— Lines of data —

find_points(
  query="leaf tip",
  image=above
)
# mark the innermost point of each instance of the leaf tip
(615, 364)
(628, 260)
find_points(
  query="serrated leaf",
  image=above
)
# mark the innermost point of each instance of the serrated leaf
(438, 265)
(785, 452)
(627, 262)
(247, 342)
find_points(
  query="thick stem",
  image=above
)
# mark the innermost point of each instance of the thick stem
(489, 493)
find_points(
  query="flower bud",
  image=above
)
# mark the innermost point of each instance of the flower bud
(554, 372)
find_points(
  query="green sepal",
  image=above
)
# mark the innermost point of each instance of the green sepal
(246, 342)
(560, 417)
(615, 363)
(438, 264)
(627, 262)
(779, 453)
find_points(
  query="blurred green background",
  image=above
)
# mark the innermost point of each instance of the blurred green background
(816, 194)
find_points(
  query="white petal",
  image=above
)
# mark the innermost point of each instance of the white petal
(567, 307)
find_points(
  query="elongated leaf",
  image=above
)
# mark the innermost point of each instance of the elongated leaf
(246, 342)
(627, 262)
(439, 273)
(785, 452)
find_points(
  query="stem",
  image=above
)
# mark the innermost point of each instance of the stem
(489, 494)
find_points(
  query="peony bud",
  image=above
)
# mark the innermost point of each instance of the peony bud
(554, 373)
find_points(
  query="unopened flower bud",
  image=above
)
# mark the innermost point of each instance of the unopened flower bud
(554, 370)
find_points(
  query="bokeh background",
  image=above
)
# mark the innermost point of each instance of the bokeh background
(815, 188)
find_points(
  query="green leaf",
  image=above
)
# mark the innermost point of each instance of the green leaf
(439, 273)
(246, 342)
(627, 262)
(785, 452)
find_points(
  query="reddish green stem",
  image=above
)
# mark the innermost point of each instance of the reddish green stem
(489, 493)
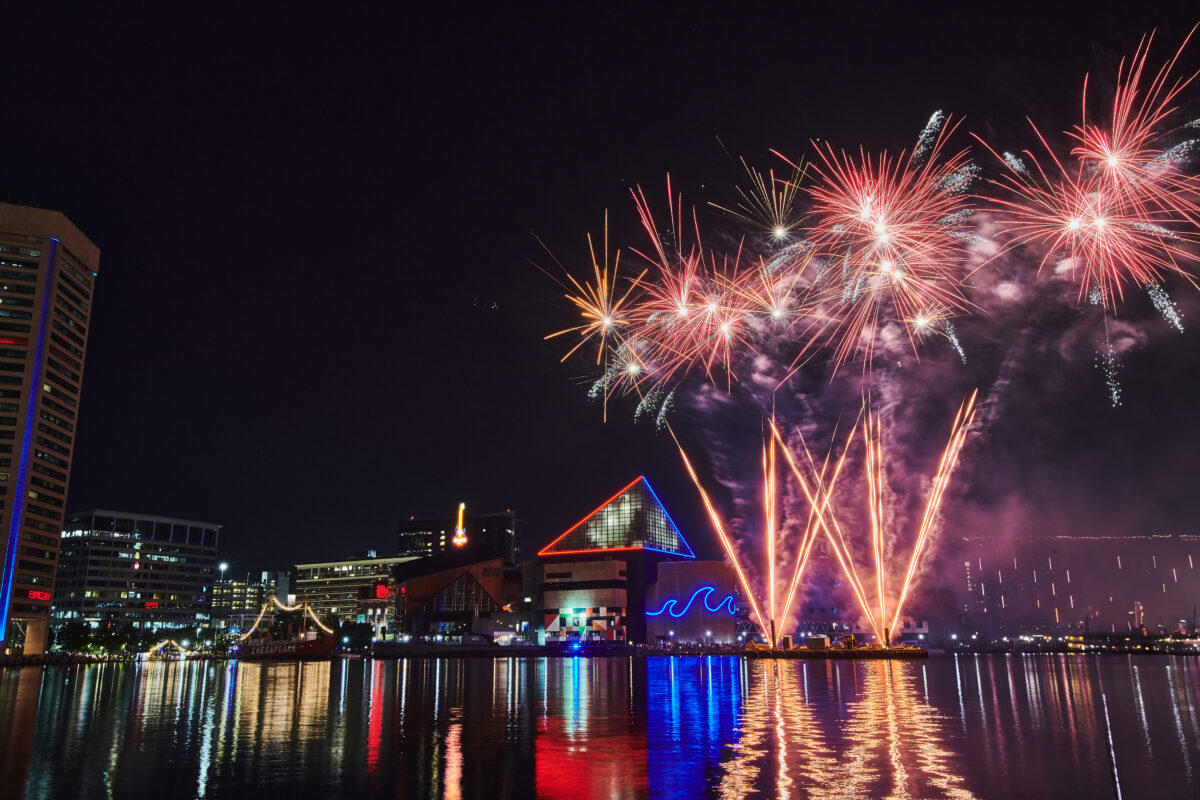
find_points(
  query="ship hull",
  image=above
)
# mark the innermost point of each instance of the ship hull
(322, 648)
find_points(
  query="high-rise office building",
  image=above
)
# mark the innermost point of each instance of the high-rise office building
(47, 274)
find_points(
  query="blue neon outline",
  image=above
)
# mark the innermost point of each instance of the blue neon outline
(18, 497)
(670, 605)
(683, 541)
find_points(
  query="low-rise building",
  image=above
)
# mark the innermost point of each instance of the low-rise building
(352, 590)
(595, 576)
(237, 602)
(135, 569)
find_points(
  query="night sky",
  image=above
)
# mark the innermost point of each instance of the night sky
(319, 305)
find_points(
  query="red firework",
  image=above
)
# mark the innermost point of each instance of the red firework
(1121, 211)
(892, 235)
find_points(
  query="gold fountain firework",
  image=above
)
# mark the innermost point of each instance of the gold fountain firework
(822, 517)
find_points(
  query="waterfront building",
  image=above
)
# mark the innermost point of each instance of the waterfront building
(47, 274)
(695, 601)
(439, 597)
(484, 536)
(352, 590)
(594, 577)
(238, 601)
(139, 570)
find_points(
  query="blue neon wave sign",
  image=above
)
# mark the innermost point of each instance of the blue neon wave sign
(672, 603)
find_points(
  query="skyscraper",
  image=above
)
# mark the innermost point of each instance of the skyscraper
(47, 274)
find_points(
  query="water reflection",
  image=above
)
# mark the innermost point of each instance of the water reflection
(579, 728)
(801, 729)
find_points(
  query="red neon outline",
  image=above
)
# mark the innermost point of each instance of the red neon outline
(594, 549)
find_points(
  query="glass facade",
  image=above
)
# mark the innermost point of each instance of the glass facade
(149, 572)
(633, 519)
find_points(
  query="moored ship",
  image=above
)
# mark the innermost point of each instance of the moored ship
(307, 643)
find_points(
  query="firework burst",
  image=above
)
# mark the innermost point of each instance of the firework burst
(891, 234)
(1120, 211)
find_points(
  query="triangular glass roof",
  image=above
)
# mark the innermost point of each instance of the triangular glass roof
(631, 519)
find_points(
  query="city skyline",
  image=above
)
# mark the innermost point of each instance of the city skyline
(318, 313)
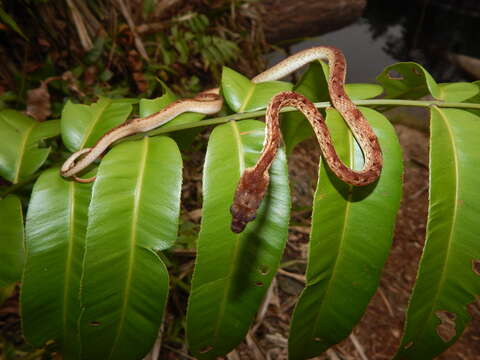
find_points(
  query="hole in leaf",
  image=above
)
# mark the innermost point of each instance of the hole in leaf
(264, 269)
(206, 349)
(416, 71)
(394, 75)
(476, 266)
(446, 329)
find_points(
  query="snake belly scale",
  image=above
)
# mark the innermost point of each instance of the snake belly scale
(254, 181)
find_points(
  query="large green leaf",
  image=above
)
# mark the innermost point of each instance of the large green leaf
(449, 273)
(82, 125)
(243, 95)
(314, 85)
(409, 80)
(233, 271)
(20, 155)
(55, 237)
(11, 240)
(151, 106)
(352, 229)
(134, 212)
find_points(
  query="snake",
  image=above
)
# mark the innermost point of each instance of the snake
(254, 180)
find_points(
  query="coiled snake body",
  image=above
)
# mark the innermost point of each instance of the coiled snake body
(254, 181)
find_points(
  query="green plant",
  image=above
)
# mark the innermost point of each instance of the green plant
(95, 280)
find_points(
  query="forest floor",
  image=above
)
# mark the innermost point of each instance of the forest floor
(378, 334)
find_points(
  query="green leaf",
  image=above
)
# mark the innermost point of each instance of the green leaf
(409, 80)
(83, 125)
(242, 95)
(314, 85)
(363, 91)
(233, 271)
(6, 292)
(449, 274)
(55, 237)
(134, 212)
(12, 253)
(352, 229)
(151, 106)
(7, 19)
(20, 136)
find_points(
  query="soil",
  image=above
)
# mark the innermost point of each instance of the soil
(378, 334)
* * *
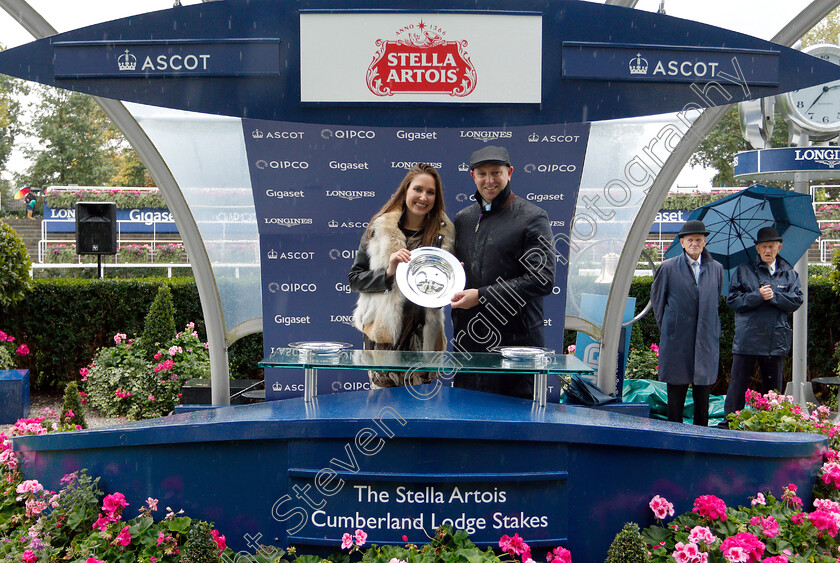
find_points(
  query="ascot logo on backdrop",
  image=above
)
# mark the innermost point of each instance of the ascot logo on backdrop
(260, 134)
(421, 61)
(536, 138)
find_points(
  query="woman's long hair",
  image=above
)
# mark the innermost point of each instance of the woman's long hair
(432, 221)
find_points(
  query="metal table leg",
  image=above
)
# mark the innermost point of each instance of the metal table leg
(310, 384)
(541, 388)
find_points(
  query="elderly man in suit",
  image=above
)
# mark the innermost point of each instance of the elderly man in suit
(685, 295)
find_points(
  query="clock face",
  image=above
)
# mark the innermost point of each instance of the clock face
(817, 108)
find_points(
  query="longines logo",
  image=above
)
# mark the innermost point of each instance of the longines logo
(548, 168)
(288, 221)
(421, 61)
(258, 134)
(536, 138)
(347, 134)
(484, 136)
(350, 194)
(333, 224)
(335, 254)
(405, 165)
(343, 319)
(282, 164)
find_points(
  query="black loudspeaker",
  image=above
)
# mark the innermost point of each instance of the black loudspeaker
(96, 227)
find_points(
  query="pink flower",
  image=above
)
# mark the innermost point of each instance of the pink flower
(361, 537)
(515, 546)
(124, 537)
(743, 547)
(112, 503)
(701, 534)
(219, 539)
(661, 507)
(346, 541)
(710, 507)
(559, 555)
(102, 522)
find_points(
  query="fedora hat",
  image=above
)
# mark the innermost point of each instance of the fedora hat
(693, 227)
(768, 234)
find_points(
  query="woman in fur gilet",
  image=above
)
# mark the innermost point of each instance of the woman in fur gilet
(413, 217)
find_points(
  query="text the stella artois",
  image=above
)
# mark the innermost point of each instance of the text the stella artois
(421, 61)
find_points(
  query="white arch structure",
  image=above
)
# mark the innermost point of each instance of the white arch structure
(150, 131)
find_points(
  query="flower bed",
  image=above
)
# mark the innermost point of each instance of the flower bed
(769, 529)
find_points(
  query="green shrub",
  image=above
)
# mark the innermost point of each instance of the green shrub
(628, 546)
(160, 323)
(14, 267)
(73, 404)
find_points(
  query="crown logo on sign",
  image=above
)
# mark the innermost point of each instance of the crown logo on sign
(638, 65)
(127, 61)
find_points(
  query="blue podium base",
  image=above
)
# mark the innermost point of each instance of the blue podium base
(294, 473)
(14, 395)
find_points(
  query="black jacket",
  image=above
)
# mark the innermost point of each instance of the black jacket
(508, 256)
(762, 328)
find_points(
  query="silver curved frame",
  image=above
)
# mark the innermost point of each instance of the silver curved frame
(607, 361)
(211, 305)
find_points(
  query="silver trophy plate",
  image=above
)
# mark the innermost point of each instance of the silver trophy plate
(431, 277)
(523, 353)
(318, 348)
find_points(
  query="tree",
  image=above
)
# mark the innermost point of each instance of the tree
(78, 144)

— Problem —
List every line of the material that contains the string "hull".

— Expected output —
  query="ship hull",
# mark the innermost point of each instance of the ship hull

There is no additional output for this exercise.